---------- EXCERPTED PASSAGE
The evolution of a group of sunspots in time.

The strong magnetic flux found in active regions is often strong enough to inhibit convection. Without convection transporting energy from the Sun's interior to the photosphere, surface temperature decreases along with the intensity of emitted black body radiation. These areas of cooler plasma are known as sunspots, and often appear in groups. However, not all active regions possess sunspots.

==Magnetic flux emergence==
Active regions form through the process of magnetic flux emergence, during which magnetic fields generated by the solar dynamo emerge from the solar interior.

==Upflow region==
Analysis of Doppler velocity maps from the Hinode/EIS instrument, which observe the solar corona in specific spectral lines like FeXII, shows that at the edges of active regions on the Sun, there are always areas where plasma (hot, ionized gas) flows upward from the corona. These upward flows appear as blue-shifts in the Doppler velocity images. These regions of upflow are located where the Sun’s magnetic field lines are open—meaning they extend outward into space—and this connection seems to help drive the upflows.
--------------------
---------- MATERIAL SUPPLIED
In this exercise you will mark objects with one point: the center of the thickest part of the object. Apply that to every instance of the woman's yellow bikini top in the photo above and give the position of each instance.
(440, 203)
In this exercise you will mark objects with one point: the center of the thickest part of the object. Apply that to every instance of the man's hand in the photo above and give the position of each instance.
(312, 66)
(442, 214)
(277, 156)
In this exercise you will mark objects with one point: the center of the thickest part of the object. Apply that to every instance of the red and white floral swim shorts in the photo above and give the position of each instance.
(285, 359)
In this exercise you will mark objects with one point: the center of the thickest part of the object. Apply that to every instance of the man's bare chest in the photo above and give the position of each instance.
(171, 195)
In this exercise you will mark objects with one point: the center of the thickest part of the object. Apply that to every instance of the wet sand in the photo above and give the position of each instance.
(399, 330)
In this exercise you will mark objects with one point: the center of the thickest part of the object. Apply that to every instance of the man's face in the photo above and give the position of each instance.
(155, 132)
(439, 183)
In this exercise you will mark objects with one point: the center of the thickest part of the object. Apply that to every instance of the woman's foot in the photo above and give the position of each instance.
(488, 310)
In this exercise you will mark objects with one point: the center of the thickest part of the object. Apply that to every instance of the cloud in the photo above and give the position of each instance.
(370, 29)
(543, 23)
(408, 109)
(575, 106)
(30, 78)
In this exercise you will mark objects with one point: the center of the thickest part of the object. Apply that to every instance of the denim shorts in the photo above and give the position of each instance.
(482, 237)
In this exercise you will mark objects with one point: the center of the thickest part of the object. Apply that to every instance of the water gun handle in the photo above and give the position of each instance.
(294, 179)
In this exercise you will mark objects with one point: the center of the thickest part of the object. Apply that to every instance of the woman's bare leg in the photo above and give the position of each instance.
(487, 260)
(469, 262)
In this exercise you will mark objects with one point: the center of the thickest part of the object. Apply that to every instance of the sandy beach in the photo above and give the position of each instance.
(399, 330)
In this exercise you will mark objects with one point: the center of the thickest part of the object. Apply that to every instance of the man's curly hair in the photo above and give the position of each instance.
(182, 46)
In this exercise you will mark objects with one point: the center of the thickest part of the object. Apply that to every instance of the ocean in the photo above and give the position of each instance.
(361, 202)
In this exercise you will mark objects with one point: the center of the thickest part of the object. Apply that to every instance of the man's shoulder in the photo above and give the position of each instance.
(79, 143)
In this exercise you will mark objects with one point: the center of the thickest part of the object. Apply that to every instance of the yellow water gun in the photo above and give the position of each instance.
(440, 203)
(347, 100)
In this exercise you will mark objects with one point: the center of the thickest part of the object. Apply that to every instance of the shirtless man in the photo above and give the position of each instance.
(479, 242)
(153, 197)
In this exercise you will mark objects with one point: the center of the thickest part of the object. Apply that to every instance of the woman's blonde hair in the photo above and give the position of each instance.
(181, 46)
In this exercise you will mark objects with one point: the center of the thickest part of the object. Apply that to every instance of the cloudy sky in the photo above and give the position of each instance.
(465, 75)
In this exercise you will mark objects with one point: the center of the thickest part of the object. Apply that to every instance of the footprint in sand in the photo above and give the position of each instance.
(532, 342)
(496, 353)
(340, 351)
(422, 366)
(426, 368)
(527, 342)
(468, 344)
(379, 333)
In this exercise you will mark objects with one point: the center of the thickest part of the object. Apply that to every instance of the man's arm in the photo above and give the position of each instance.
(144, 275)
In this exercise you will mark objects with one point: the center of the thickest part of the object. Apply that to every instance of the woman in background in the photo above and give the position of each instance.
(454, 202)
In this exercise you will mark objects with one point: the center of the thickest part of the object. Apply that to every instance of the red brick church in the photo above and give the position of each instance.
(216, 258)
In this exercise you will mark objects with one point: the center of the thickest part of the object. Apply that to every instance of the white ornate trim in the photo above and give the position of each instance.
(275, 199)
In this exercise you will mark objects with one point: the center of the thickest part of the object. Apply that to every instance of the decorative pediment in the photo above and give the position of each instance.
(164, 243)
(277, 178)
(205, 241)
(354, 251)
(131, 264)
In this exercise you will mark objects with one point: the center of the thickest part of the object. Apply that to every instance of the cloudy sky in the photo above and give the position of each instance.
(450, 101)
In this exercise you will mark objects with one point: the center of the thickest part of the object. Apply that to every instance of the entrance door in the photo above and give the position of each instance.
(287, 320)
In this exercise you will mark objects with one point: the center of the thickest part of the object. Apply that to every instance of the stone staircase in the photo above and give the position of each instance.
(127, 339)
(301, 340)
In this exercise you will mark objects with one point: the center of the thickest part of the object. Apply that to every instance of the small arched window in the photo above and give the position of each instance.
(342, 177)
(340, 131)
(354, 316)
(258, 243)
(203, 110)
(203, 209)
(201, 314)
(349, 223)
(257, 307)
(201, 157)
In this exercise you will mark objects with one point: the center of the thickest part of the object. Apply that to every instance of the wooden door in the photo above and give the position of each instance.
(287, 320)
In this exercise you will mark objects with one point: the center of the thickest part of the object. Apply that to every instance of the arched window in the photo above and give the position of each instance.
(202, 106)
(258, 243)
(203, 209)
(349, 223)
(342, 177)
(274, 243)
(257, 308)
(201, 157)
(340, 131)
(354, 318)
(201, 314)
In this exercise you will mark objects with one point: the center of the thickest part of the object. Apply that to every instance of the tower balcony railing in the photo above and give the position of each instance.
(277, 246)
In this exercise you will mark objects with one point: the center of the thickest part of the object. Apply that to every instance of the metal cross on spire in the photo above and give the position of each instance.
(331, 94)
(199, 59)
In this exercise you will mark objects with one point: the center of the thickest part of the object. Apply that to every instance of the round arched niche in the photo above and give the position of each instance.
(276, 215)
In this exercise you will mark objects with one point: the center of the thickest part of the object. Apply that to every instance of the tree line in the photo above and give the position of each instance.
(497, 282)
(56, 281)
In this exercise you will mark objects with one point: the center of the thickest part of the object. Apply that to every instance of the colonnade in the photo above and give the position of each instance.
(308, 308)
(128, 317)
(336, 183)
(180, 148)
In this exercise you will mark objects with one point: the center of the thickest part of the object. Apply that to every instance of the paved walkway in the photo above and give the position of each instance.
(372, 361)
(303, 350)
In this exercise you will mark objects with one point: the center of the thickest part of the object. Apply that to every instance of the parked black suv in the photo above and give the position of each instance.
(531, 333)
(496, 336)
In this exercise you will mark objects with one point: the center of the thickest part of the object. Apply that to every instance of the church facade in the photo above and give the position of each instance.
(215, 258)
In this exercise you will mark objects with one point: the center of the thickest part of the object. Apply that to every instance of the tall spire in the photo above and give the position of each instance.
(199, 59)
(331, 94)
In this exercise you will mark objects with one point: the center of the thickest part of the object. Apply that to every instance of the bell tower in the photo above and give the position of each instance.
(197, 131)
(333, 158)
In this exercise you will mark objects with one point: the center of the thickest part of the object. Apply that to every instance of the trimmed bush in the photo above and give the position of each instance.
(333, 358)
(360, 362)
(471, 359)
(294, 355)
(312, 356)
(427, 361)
--------------------
ASSIGNED TASK 1: From the active-regions passage, reproduce word for word the part starting with "The evolution of" and going on through "regions possess sunspots.".
ASSIGNED TASK 2:
Answer these questions using the active-regions passage:
(a) What are the areas of cooler plasma called?
(b) Through what process do active regions form?
(c) Which instrument produced the Doppler velocity maps used in the analysis?
ASSIGNED TASK 3: Carry the active-regions passage forward from its final sentence.

ANSWER SPACE 1:
The evolution of a group of sunspots in time.

The strong magnetic flux found in active regions is often strong enough to inhibit convection. Without convection transporting energy from the Sun's interior to the photosphere, surface temperature decreases along with the intensity of emitted black body radiation. These areas of cooler plasma are known as sunspots, and often appear in groups. However, not all active regions possess sunspots.

ANSWER SPACE 2:
(a) Sunspots.
(b) Magnetic flux emergence.
(c) Hinode/EIS.

ANSWER SPACE 3:
The upflow regions could be the sources of the slow solar wind, a stream of charged particles that flows constantly from the Sun into space. The upflow areas tend to form early in the development of an active region and persist throughout its lifetime.

However, the exact reasons why these upflows occur are still not fully understood. Several hypothesis are being explored, such as waves traveling through the corona or magnetic reconnection—where magnetic field lines break and reconnect—in the active region’s core with open magnetic field lines. It’s also possible that multiple processes work together to create these upward flows at the same time.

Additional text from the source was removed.